(Stored items from a collection)
-- -- --

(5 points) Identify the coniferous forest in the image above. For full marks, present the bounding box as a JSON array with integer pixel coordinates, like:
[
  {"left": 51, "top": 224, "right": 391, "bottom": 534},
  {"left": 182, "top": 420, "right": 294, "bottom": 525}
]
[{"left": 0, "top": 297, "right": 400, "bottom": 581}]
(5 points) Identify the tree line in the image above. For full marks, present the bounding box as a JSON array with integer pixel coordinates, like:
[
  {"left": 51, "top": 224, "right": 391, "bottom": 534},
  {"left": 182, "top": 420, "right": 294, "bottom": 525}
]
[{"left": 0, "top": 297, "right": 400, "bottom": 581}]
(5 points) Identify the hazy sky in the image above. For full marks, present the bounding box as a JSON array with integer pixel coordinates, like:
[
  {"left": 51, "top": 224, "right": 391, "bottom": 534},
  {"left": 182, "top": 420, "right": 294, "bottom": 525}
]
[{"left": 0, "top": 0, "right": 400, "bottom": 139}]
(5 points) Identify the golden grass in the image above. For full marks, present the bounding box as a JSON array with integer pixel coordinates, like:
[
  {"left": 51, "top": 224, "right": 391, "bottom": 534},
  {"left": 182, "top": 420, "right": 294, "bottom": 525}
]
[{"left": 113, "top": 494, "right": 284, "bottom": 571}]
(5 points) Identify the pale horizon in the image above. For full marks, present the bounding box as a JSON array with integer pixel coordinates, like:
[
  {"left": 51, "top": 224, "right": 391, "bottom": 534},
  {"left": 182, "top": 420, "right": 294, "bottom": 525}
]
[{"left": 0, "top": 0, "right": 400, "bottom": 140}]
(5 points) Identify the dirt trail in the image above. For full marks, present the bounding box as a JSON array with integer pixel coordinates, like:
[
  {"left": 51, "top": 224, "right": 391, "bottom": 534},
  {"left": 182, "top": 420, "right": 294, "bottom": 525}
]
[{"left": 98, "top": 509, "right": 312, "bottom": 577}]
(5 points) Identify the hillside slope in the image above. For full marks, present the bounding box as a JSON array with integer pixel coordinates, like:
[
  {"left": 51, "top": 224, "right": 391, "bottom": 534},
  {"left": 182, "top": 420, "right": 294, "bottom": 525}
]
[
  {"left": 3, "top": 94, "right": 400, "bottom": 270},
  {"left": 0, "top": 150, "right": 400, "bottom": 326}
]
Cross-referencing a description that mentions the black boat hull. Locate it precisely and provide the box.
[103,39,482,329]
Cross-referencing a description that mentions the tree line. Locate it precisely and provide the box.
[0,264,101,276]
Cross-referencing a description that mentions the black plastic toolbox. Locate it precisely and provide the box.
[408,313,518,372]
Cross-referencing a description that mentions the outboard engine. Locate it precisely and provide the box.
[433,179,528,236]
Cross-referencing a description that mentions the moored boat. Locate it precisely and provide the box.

-- -- --

What to produce: Rewrite the lines from the one containing "Cross-referencing a description that mentions the black boat" through the end of the lines, substituting "outboard motor" for "outboard engine" and leaving everything else unchanged.

Written reply:
Cross-referencing a description that mentions the black boat hull. Locate it precisely and provide the box.
[103,39,482,329]
Cross-referencing a description that mentions the tree line. Locate it precisely and provide the box.
[0,264,101,276]
Cross-referencing a description that mentions the black plastic toolbox. Locate it precisely and provide the box.
[408,313,518,372]
Cross-referencing a description that mentions the outboard motor. Locate it precisely and provide the box.
[433,179,528,236]
Cross-referencing a description that mentions the moored boat. Locate it precisely and provide the box.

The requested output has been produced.